● **About this task**
Reproduce exactly the lines below, starting with the line that contains "Mark the innermost point of each instance of the forest, given" and ending with the last line of the records, both included, and nothing else.

[Opening Provided records section]

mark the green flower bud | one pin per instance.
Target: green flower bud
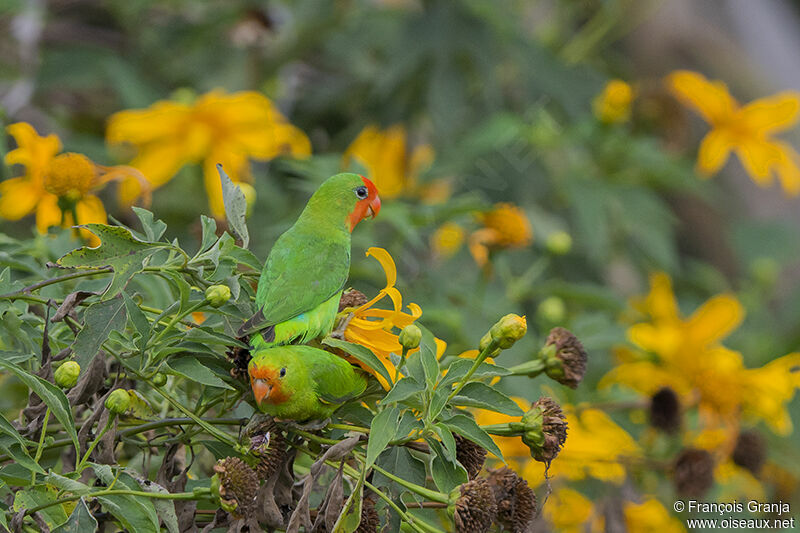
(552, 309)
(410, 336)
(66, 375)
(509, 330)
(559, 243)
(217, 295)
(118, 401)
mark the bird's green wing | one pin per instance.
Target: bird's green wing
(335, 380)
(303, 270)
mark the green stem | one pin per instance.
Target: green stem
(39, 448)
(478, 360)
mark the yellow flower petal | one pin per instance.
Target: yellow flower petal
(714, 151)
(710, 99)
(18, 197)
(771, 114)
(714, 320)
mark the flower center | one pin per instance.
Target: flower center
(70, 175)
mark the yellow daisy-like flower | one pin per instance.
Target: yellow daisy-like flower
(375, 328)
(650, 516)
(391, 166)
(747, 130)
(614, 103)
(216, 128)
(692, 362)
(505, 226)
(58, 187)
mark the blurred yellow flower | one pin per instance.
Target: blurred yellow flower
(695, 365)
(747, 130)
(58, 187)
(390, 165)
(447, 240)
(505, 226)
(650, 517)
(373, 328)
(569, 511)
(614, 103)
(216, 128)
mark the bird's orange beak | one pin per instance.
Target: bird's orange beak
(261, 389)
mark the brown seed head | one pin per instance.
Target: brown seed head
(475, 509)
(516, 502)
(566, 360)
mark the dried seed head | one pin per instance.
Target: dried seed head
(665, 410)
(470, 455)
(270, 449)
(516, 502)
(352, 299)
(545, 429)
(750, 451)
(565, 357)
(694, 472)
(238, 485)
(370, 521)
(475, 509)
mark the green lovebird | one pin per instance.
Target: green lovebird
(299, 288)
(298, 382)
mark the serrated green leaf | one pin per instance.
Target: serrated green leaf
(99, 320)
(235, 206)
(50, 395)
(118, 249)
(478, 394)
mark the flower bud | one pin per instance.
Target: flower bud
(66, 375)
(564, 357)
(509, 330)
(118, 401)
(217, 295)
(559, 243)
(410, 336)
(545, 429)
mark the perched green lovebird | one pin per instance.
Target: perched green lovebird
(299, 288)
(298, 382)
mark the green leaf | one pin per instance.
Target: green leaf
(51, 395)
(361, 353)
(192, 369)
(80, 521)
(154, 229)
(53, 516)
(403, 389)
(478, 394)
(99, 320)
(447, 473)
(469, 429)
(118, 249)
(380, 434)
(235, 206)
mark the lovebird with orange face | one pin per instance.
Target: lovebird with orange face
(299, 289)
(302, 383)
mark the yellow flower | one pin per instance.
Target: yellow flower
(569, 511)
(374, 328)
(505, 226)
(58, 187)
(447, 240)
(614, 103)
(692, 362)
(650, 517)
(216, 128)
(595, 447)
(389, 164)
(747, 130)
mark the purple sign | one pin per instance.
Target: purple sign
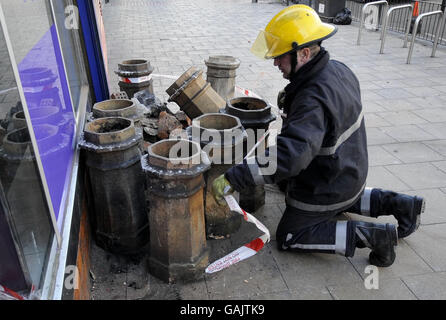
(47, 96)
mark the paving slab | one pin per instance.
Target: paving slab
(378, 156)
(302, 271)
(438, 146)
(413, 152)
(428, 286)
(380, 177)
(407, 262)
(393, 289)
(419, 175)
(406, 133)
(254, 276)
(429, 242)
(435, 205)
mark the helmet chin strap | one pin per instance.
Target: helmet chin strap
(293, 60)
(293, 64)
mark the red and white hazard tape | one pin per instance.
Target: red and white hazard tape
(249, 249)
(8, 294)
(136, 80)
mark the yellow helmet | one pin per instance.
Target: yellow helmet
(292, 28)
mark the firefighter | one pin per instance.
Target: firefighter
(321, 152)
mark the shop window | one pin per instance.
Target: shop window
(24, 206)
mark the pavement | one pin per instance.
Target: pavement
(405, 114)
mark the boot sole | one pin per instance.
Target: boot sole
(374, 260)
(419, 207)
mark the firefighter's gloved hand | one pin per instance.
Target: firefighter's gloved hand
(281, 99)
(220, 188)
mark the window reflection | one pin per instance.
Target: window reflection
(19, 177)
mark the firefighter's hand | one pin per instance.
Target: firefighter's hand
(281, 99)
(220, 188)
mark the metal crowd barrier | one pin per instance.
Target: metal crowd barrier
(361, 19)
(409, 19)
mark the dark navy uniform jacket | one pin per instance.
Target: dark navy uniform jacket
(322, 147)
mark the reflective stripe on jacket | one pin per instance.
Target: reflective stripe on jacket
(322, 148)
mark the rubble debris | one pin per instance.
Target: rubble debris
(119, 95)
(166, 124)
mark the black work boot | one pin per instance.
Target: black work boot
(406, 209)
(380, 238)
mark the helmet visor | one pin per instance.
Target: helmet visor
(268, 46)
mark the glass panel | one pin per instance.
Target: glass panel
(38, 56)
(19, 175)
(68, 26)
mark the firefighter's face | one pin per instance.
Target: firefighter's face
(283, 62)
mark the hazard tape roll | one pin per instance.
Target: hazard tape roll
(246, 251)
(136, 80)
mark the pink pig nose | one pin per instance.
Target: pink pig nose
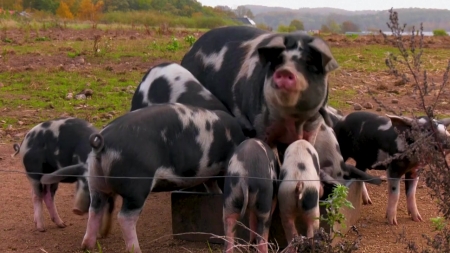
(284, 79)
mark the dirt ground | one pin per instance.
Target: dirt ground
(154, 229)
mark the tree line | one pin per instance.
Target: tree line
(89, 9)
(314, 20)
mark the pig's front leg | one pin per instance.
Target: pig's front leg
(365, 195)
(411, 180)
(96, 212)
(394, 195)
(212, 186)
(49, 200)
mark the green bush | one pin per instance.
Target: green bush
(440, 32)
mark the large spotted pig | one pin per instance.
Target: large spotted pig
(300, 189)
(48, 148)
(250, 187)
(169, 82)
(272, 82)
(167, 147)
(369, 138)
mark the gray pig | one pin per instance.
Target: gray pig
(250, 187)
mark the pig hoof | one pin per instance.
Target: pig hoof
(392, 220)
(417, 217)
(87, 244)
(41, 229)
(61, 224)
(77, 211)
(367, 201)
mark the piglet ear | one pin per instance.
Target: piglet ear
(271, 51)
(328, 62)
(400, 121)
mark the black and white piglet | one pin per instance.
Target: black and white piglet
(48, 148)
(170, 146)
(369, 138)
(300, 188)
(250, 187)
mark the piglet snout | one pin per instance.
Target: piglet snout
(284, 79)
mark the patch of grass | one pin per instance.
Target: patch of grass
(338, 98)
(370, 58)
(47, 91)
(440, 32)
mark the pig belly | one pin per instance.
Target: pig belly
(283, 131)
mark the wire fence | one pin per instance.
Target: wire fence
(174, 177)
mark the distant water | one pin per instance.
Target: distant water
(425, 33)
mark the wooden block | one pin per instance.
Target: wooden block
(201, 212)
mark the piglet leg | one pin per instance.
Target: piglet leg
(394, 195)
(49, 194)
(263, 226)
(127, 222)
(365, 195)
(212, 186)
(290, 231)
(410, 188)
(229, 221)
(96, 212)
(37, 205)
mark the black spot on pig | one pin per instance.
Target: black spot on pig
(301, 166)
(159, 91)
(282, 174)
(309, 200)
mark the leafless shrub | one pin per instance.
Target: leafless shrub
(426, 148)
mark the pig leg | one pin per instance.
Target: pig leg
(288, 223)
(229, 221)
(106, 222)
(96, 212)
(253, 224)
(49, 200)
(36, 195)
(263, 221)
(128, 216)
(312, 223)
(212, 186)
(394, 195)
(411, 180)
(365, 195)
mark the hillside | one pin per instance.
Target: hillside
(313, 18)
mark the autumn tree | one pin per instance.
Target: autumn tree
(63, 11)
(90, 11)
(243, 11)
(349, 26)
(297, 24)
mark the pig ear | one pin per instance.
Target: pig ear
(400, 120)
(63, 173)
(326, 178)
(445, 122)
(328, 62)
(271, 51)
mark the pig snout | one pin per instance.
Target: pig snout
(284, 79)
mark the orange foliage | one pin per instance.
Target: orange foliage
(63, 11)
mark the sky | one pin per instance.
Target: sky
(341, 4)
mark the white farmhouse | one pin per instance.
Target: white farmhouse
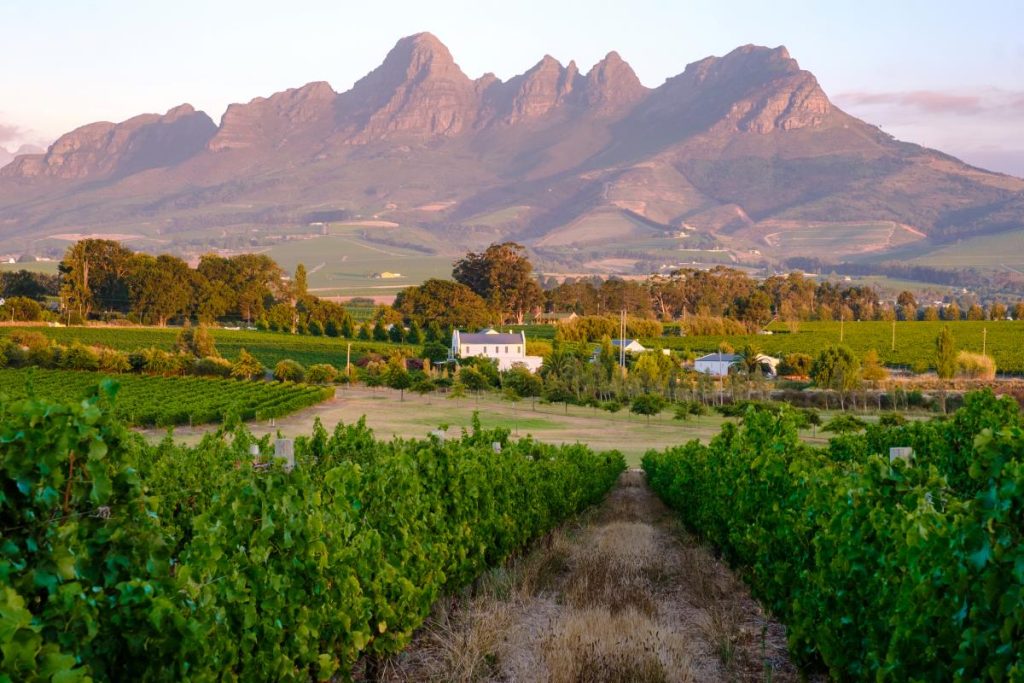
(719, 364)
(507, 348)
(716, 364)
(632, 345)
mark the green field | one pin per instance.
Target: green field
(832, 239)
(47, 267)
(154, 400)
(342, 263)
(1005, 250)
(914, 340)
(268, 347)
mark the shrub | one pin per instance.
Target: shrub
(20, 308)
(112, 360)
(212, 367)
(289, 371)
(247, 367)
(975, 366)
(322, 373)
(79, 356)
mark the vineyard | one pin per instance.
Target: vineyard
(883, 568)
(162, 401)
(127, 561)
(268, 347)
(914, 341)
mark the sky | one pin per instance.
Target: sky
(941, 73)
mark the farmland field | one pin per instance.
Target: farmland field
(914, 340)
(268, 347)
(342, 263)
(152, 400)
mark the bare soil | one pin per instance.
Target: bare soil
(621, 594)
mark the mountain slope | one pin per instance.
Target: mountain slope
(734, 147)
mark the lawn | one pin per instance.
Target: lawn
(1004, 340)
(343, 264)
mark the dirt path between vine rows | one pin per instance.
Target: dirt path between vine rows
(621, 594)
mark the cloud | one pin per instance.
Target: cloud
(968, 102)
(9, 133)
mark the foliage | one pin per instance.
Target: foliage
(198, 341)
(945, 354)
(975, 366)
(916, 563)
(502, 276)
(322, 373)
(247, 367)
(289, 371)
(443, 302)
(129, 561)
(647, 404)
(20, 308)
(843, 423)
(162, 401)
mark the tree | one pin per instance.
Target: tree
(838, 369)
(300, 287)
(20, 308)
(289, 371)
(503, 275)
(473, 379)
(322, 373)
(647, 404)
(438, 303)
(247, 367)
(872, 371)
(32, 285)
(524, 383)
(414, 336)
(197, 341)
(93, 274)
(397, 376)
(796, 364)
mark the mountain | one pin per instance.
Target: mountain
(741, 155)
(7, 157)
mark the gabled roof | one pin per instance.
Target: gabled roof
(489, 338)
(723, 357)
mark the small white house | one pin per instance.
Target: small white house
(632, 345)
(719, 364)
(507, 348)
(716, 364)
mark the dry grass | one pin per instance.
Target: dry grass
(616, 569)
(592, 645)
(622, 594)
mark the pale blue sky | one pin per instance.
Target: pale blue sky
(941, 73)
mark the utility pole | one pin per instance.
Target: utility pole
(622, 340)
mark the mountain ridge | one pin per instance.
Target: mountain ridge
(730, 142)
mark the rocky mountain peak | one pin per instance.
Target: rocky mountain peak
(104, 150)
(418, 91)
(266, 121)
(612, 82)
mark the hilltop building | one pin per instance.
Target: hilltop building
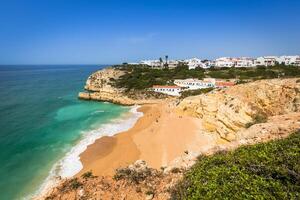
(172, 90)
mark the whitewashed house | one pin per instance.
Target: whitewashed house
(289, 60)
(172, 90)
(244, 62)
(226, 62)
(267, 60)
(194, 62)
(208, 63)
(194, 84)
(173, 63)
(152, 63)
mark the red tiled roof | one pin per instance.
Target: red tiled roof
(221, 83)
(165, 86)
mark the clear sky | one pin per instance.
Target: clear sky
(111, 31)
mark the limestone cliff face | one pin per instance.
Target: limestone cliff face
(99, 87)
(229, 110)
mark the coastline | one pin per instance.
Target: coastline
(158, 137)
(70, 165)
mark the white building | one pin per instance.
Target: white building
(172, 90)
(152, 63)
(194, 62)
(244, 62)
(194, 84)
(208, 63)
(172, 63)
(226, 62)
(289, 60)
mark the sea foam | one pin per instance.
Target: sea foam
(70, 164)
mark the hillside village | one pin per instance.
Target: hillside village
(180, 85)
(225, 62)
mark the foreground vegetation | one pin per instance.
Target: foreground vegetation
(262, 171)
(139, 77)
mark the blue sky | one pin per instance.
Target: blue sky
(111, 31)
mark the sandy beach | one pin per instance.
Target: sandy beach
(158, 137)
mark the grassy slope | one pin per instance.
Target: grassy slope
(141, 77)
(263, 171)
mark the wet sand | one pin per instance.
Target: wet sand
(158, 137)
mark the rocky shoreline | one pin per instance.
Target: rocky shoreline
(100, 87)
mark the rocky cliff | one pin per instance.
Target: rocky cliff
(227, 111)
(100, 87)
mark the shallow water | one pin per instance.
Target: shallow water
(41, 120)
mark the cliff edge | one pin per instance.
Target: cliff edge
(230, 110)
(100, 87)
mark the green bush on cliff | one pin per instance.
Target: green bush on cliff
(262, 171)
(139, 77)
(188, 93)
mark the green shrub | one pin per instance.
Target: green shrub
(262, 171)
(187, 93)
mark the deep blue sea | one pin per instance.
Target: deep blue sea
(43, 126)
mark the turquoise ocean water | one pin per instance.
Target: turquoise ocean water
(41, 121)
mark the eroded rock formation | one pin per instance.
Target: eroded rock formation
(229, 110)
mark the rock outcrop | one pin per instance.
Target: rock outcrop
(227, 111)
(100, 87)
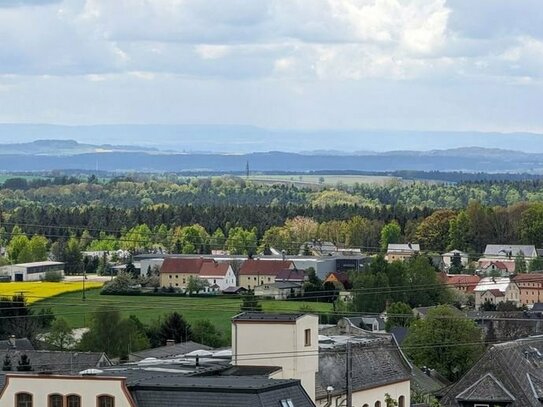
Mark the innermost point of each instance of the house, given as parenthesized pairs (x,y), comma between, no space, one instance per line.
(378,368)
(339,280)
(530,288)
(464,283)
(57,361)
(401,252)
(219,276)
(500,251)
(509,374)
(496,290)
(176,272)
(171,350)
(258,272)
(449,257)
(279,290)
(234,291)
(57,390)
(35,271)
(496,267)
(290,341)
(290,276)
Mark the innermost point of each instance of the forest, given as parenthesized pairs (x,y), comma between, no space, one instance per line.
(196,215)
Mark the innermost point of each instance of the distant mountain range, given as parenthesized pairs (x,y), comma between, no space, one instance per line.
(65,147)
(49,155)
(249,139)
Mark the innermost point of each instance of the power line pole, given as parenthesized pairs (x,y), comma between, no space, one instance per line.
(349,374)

[Closing Provided records section]

● **Your response**
Mark the innermost point of each instance of the forest, given as parenthesized pairs (x,y), comma between, no space, one instance per line.
(196,215)
Mark the innermost point of each instance of the distant mountain range, given as parenthesized pairs (x,y), comma between, no space, one instance per line.
(65,147)
(49,155)
(249,139)
Mark the innermost point of each instance of the power line pole, given as parenthesized pairs (x,y), comma between, no space, one instance per line.
(349,374)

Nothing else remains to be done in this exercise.